TASK REQUIREMENTS:
Each line of the material below should be reproduced exactly.

MATERIALS PROVIDED:

▼

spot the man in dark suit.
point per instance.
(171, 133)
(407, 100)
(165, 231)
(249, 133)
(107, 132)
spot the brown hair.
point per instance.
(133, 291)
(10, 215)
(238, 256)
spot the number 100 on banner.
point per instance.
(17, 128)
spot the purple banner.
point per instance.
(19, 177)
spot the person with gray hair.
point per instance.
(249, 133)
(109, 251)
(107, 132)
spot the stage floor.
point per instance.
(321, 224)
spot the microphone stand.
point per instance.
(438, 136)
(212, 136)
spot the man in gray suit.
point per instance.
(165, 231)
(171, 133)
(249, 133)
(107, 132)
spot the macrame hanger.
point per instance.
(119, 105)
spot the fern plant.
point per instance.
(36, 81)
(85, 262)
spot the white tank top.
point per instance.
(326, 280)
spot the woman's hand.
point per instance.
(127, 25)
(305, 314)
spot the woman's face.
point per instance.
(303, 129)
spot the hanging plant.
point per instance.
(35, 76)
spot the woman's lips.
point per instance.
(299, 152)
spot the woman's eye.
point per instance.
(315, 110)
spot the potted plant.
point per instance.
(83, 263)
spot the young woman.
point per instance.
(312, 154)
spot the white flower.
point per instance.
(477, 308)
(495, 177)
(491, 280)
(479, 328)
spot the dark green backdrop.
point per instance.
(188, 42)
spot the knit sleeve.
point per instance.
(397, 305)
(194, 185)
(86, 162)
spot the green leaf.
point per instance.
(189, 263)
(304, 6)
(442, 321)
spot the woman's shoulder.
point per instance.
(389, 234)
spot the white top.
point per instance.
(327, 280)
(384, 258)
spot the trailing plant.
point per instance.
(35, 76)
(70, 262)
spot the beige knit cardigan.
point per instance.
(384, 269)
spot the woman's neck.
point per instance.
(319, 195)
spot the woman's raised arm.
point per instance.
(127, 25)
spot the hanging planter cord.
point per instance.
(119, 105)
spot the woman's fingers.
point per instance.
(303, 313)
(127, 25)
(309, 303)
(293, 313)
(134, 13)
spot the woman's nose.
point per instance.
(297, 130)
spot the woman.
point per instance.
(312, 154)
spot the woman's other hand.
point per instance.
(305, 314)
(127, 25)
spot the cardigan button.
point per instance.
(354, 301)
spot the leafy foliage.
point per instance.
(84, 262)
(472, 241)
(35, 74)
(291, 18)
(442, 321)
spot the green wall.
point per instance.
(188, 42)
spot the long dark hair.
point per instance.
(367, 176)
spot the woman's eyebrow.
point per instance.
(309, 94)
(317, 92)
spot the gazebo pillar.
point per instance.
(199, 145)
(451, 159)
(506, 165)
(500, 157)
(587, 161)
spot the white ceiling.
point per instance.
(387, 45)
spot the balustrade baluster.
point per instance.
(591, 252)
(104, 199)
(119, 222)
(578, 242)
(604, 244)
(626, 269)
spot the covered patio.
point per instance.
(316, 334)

▲

RESULT OF THE EXERCISE:
spot the man in dark suit.
point per instance.
(171, 133)
(407, 100)
(165, 231)
(249, 133)
(107, 132)
spot the brown hair.
point per instance.
(133, 291)
(10, 215)
(238, 256)
spot the number 100 on banner.
point per instance.
(17, 128)
spot the purple banner.
point per instance.
(19, 177)
spot the person with gray hair.
point per instance.
(249, 133)
(109, 251)
(107, 132)
spot the stage floor.
point per instance.
(321, 224)
spot the microphone stand.
point per instance.
(438, 136)
(212, 136)
spot the man in gray suit.
point per instance.
(165, 231)
(171, 133)
(249, 133)
(107, 132)
spot the macrame hanger.
point per instance.
(119, 105)
spot the fern plant.
point per instance.
(36, 81)
(85, 262)
spot the white tank top.
point per instance.
(326, 280)
spot the woman's hand.
point per instance.
(127, 25)
(305, 314)
spot the woman's face.
point per instance.
(303, 129)
spot the hanging plant.
point per instance.
(35, 76)
spot the woman's lips.
point per instance.
(299, 152)
spot the woman's eye.
point per instance.
(315, 110)
spot the potted plant.
point per instance.
(83, 263)
spot the young woman.
point per instance.
(312, 154)
spot the white flower.
point per instance.
(477, 308)
(495, 177)
(491, 280)
(479, 328)
spot the dark green backdrop.
point per instance.
(188, 42)
spot the knit sleeve.
point per instance.
(397, 305)
(194, 185)
(86, 162)
spot the green leaf.
point per instance.
(189, 263)
(304, 6)
(442, 321)
spot the woman's shoulder.
point per instance.
(389, 234)
spot the white top.
point per instance.
(327, 280)
(384, 258)
spot the trailing plant.
point per instance.
(35, 76)
(70, 262)
spot the beige knit cardigan.
point per instance.
(384, 269)
spot the woman's neck.
point per instance.
(319, 195)
spot the woman's raised arm.
point per instance.
(127, 25)
spot the hanging planter cord.
point per instance.
(119, 105)
spot the woman's fingers.
point per instance.
(303, 313)
(127, 25)
(309, 303)
(293, 313)
(134, 13)
spot the woman's nose.
point per instance.
(297, 130)
spot the woman.
point per instance.
(312, 154)
spot the woman's other hand.
point per instance.
(305, 314)
(127, 25)
spot the cardigan button.
point per instance.
(354, 301)
spot the leafy foliage.
point per instance.
(84, 262)
(472, 241)
(35, 74)
(291, 18)
(442, 321)
spot the green wall.
point per instance.
(188, 42)
spot the long dark hair.
point per instance.
(367, 176)
spot the woman's eyebrow.
point per instance.
(309, 94)
(317, 92)
spot the gazebo pillar.
point per instance.
(199, 145)
(451, 159)
(506, 165)
(500, 157)
(587, 161)
spot the white ceiling.
point per instance.
(387, 45)
spot the balustrade baluster.
point per instance.
(591, 252)
(104, 199)
(119, 222)
(578, 242)
(604, 244)
(626, 269)
spot the covered patio.
point per instance.
(316, 334)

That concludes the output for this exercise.